*** Provided material Section Begins ***
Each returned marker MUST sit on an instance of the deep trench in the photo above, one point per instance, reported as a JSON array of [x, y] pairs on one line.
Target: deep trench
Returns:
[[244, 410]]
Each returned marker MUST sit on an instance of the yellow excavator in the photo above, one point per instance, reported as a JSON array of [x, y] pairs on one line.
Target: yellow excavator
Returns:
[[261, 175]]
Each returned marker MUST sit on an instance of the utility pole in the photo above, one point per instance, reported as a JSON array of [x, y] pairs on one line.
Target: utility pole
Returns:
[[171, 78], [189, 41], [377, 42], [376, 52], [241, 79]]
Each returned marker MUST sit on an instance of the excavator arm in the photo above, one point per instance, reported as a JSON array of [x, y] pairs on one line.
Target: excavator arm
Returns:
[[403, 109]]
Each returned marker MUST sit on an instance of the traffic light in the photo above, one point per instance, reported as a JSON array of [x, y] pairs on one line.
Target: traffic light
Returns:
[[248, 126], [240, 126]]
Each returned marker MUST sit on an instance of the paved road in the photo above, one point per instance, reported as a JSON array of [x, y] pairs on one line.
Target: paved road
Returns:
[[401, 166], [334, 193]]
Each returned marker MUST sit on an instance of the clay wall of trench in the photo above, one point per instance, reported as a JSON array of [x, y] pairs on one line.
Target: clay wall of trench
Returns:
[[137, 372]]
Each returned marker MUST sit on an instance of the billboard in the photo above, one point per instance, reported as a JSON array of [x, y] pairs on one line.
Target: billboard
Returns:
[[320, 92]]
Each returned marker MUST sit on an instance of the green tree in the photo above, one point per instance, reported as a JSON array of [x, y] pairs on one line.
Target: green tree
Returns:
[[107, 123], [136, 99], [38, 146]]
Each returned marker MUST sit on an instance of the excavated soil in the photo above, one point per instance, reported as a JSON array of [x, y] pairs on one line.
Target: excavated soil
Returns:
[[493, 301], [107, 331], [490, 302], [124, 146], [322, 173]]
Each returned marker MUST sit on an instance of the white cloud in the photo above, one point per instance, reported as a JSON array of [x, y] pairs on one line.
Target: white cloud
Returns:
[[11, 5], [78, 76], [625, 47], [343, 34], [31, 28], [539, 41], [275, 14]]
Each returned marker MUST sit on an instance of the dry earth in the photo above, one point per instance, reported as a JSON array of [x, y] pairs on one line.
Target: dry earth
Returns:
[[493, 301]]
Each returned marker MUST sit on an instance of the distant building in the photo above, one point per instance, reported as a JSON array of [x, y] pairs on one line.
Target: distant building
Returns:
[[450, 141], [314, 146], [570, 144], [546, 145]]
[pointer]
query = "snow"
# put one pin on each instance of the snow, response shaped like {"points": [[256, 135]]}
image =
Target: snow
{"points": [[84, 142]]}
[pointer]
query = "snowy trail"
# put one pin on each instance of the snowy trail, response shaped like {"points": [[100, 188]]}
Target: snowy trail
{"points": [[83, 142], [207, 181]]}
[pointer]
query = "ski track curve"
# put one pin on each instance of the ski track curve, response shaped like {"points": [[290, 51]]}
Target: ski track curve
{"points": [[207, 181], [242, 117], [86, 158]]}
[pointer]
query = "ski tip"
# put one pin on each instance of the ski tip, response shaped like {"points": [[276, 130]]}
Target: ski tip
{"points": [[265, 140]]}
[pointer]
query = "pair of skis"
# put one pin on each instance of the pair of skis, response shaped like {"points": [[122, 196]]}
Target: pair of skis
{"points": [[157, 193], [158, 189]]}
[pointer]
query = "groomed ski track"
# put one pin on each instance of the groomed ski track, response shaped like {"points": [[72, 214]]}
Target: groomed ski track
*** Provided material Section Ends ***
The response consists of the lines above that contain "cloud".

Each returned marker MUST sit on an instance of the white cloud in the photo above, one point per instance, reported as a JSON array of [x, y] pairs on one line.
Target: white cloud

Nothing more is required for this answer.